Task to complete:
Return the full passage below about the IRS rehiring former employees, word for word.

Text block:
But the portion of the report that ostensibly provides details of the breaches of taxpayer information has been redacted:

From this sample of rehired employees, the IRS also found “an additional 108 of the rehired employees had prior substantiated employment conduct issues.” Violations included 11 employees found to have made ‘unauthorized access of taxpayer accounts, four that committed fraud and 17 that had falsified employment forms.

As TIGTA points out, rehiring these employees presents a danger to taxpayers:

“Rehiring prior employees who have experienced conduct and performance issues during their IRS employment presents increased risk to the IRS and taxpayers.”

It is alarming that the IRS is rehiring employees that have inappropriately accessed taxpayer data, given the agency’s history of mishandling sensitive information. Just last year, the IRS admitted it had illegally leaked the confidential tax information of the National Organization for Marriage. For its crime, the agency paid a token fine of $50,000.

“Following previous scandals, the IRS insisted they would deal harshly with IRS staff who abuse the privacy of American taxpayers,” said Grover Norquist, president of Americans for Tax Reform. “We now know what that means: they would give them a job.”

Source excerpt:

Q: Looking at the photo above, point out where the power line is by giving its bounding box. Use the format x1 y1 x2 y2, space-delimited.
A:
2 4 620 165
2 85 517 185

Exercise solution:
But the portion of the report that ostensibly provides details of the breaches of taxpayer information has been redacted:

From this sample of rehired employees, the IRS also found “an additional 108 of the rehired employees had prior substantiated employment conduct issues.” Violations included 11 employees found to have made ‘unauthorized access of taxpayer accounts, four that committed fraud and 17 that had falsified employment forms.

As TIGTA points out, rehiring these employees presents a danger to taxpayers:

“Rehiring prior employees who have experienced conduct and performance issues during their IRS employment presents increased risk to the IRS and taxpayers.”

It is alarming that the IRS is rehiring employees that have inappropriately accessed taxpayer data, given the agency’s history of mishandling sensitive information. Just last year, the IRS admitted it had illegally leaked the confidential tax information of the National Organization for Marriage. For its crime, the agency paid a token fine of $50,000.

“Following previous scandals, the IRS insisted they would deal harshly with IRS staff who abuse the privacy of American taxpayers,” said Grover Norquist, president of Americans for Tax Reform. “We now know what that means: they would give them a job.”